"""
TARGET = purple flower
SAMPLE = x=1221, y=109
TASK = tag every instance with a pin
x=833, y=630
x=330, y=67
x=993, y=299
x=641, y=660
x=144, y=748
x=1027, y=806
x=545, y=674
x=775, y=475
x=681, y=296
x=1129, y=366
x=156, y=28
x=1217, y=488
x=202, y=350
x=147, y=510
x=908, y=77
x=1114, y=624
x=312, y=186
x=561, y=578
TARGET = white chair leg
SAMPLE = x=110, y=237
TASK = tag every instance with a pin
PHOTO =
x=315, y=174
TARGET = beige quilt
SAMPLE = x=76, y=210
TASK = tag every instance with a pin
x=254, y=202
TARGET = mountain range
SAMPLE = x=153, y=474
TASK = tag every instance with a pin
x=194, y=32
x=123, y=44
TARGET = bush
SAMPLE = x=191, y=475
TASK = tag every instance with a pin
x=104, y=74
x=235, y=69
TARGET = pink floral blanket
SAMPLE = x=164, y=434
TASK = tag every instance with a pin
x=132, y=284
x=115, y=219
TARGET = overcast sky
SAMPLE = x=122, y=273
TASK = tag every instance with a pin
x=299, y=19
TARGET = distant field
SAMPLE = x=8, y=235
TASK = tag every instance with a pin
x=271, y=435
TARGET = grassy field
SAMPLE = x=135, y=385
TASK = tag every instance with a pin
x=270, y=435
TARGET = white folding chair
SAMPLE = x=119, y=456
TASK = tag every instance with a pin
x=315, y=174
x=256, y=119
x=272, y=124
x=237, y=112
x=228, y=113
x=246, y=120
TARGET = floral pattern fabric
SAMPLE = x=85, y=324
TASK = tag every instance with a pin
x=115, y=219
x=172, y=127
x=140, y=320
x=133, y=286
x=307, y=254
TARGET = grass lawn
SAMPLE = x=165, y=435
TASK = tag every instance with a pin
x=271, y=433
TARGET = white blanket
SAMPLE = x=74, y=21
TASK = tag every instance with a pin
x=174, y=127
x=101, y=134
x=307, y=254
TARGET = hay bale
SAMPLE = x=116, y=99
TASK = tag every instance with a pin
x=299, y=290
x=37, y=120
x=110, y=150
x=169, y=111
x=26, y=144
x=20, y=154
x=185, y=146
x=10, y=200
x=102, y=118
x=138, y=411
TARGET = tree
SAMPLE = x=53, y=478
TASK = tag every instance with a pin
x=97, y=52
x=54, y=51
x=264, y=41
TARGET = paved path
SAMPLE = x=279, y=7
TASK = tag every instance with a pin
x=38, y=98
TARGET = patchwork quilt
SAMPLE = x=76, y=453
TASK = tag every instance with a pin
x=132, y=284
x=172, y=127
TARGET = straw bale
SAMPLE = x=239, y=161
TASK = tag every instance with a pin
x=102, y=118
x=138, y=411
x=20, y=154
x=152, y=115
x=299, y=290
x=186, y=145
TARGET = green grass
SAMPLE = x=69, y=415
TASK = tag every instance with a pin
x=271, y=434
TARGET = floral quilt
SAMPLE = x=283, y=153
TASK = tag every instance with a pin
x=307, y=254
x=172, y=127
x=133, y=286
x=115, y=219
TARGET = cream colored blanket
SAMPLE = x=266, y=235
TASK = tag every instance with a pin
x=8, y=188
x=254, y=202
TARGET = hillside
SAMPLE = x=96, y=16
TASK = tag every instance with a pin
"""
WHAT THIS TASK INVOLVES | Copy out every line of the records from the line containing "TARGET = beige quilt" down to the line containing "x=123, y=44", both included and the requests kept, and add -43 to each coordinate in the answer points. Leave the sample coordinates as they are.

EXERCISE ANSWER |
TARGET = beige quilt
SAMPLE = x=76, y=210
TASK = tag every instance with a pin
x=211, y=159
TARGET = mountain range
SAMPLE = x=153, y=474
TASK = tag every instance with a pin
x=151, y=-11
x=80, y=1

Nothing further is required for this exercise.